**Set task**
Return the lines below exactly, starting with the line that contains "Spot the brown" and stopping after the last line.

**Data lines**
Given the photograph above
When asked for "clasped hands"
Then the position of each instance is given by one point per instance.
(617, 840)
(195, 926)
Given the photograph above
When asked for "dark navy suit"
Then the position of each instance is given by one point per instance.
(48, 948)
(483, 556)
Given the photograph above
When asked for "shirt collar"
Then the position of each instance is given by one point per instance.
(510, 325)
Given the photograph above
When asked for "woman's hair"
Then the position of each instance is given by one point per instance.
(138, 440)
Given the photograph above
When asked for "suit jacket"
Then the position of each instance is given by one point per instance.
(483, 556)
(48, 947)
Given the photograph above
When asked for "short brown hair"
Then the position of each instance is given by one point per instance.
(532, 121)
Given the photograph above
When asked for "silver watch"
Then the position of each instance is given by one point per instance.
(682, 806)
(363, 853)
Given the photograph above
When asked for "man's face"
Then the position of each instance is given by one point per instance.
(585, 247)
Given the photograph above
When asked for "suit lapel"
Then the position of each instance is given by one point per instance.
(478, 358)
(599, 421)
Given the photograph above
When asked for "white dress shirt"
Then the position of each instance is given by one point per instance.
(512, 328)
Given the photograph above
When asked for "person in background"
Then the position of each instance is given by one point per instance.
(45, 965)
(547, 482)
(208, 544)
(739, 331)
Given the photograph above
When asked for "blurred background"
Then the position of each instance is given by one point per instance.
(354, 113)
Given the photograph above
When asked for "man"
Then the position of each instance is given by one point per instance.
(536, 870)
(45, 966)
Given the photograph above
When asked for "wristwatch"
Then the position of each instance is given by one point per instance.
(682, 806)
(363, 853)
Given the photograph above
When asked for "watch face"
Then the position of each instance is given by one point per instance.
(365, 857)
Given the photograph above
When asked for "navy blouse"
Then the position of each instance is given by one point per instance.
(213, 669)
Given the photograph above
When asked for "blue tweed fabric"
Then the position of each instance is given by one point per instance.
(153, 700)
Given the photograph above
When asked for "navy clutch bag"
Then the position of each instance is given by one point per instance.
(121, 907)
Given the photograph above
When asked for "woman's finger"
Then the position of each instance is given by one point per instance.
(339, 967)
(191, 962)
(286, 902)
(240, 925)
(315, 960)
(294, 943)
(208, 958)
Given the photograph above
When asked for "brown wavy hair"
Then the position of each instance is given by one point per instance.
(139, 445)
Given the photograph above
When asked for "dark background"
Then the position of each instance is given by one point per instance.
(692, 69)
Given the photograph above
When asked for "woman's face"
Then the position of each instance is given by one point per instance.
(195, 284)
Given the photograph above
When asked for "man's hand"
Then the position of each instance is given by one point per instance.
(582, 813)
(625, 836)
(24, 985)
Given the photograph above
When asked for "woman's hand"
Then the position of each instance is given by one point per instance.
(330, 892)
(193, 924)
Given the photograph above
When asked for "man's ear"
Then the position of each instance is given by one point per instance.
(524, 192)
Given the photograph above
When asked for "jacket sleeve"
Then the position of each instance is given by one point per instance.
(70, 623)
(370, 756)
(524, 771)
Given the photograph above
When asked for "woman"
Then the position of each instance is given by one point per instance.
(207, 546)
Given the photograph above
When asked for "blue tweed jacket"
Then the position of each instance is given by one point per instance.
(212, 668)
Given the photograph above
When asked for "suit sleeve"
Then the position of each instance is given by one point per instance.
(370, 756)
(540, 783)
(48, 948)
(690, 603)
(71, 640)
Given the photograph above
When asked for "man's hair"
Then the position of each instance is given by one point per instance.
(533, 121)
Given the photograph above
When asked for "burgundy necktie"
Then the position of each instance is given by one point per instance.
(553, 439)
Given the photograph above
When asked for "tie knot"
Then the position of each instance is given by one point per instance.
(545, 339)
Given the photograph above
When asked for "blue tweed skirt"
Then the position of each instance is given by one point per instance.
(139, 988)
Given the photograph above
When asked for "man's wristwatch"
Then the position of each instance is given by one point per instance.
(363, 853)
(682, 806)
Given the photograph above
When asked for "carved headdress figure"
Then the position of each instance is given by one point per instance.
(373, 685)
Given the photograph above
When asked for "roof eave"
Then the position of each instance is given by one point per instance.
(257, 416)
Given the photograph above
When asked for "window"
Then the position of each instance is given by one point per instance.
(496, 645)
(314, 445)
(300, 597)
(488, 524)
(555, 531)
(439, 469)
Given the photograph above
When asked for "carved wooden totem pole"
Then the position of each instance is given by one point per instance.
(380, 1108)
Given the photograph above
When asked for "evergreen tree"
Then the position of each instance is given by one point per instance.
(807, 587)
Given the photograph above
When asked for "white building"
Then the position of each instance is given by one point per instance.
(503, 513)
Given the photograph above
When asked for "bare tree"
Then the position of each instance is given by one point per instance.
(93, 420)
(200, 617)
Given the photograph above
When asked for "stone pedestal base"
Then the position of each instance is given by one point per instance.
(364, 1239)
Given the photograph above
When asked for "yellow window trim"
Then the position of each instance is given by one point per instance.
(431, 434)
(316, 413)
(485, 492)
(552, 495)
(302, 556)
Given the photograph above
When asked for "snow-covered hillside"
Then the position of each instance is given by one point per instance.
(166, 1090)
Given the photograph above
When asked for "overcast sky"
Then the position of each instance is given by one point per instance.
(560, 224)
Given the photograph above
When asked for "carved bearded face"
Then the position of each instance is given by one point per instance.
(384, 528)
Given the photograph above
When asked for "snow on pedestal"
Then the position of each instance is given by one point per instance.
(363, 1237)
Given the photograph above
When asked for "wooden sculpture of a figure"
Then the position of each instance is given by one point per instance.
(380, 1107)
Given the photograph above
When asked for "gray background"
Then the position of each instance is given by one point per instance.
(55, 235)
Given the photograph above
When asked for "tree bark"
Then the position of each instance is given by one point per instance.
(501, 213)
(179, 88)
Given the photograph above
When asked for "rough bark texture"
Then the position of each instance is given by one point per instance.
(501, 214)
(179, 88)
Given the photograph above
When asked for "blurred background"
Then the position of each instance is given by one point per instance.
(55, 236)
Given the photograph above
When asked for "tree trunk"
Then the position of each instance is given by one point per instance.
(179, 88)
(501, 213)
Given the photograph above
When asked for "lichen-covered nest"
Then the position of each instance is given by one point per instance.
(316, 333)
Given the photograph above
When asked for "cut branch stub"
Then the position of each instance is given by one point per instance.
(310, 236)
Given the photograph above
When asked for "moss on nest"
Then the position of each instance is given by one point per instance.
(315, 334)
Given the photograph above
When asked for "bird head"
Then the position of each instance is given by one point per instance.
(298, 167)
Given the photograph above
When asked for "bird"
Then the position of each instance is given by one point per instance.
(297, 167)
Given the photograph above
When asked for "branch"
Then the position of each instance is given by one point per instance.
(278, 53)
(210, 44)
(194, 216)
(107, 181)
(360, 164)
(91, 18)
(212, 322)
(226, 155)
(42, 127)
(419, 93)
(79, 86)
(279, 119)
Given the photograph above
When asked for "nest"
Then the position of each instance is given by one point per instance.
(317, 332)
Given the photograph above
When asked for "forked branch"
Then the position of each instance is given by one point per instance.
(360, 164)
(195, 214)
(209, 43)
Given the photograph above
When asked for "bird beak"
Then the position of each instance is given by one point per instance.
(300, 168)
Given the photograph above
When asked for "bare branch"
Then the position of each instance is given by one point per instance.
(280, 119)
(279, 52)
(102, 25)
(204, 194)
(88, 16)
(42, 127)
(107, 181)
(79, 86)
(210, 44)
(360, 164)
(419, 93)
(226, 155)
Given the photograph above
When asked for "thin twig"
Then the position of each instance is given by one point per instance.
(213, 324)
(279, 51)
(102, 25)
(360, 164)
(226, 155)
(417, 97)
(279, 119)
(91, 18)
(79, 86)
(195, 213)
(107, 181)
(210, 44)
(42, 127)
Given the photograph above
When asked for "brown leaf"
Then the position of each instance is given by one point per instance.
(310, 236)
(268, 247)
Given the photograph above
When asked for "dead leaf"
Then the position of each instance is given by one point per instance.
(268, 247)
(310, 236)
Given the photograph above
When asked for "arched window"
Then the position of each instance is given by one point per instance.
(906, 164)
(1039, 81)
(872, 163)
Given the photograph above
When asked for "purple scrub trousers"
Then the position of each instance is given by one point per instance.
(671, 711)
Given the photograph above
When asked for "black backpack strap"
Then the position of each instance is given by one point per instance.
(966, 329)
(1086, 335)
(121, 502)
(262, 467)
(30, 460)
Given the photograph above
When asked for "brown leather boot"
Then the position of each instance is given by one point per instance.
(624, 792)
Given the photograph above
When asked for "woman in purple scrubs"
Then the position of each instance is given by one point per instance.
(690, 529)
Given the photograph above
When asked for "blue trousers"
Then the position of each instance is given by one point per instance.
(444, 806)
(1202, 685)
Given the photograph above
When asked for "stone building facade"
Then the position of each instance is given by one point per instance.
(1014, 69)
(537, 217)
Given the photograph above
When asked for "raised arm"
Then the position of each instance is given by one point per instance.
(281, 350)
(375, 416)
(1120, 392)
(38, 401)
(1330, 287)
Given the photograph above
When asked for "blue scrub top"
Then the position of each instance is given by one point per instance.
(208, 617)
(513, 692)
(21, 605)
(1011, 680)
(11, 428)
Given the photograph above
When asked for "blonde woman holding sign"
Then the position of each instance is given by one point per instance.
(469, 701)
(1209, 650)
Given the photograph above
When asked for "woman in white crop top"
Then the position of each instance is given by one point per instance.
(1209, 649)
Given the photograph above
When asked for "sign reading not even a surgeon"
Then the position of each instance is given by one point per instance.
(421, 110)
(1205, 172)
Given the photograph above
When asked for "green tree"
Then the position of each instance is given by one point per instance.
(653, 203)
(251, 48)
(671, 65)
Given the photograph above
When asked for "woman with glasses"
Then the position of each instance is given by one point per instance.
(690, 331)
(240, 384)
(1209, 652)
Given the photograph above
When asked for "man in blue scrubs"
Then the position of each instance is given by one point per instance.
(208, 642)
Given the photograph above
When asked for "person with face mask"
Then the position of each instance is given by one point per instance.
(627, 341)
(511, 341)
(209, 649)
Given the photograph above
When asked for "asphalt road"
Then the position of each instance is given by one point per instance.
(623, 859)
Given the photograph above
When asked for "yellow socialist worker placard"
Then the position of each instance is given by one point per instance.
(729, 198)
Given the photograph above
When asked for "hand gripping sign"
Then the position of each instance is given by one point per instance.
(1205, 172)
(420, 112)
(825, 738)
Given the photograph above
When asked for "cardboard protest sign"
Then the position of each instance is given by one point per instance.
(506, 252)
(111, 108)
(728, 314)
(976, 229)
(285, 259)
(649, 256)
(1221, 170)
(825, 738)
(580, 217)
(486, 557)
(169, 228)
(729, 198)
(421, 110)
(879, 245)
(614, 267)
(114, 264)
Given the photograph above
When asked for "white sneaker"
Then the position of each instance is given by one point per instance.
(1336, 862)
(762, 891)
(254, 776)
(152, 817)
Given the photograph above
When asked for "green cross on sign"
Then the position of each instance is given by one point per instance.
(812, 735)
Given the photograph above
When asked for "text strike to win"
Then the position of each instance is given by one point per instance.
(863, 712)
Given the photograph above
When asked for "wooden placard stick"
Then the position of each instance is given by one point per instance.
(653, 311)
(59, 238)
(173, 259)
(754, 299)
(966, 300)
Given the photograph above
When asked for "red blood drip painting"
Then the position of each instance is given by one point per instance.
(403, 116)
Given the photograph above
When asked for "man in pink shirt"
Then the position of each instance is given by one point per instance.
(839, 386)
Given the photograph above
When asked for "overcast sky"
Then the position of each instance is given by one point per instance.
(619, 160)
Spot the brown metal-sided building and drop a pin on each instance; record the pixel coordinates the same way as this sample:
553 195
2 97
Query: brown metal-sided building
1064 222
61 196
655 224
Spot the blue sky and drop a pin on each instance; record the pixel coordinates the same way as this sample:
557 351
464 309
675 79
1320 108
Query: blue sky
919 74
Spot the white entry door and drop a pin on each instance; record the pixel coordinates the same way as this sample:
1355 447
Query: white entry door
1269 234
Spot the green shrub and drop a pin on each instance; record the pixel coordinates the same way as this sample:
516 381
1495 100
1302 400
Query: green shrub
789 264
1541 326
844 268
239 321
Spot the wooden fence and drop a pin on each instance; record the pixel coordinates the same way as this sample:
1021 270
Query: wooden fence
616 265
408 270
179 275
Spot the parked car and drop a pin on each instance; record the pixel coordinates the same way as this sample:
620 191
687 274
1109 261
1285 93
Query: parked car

**Output of the exercise**
Spot the brown metal-sided building and drop a pin on each instance; record the pixel coordinates the same way as this sample:
553 195
2 97
Query: brown metal-sided building
1064 222
61 196
655 224
Spot the blue sky and drop a pin on each instance; record the pixel coordinates the same way as this sample:
557 351
464 309
675 79
1320 108
Query: blue sky
919 74
Spot the white entry door and drop a pin on each instance; record the pixel coordinates the same way as this sample:
1355 447
Query: white entry door
1269 234
Spot the green shrub and drop a pin on each instance; record the pixel coordinates the same way as this sample:
516 381
1495 100
1302 400
Query: green shrub
789 264
1541 326
844 268
239 321
Spot the wooden fence and drop a pin on each instance; record the pixel coordinates the same way as this sample:
1021 270
Query: wooden fence
616 265
408 270
179 275
Spot the parked car and drop a pin on each instance; record the pixel coordinates the same way as this sample:
620 191
687 274
1109 261
1285 93
Query: parked car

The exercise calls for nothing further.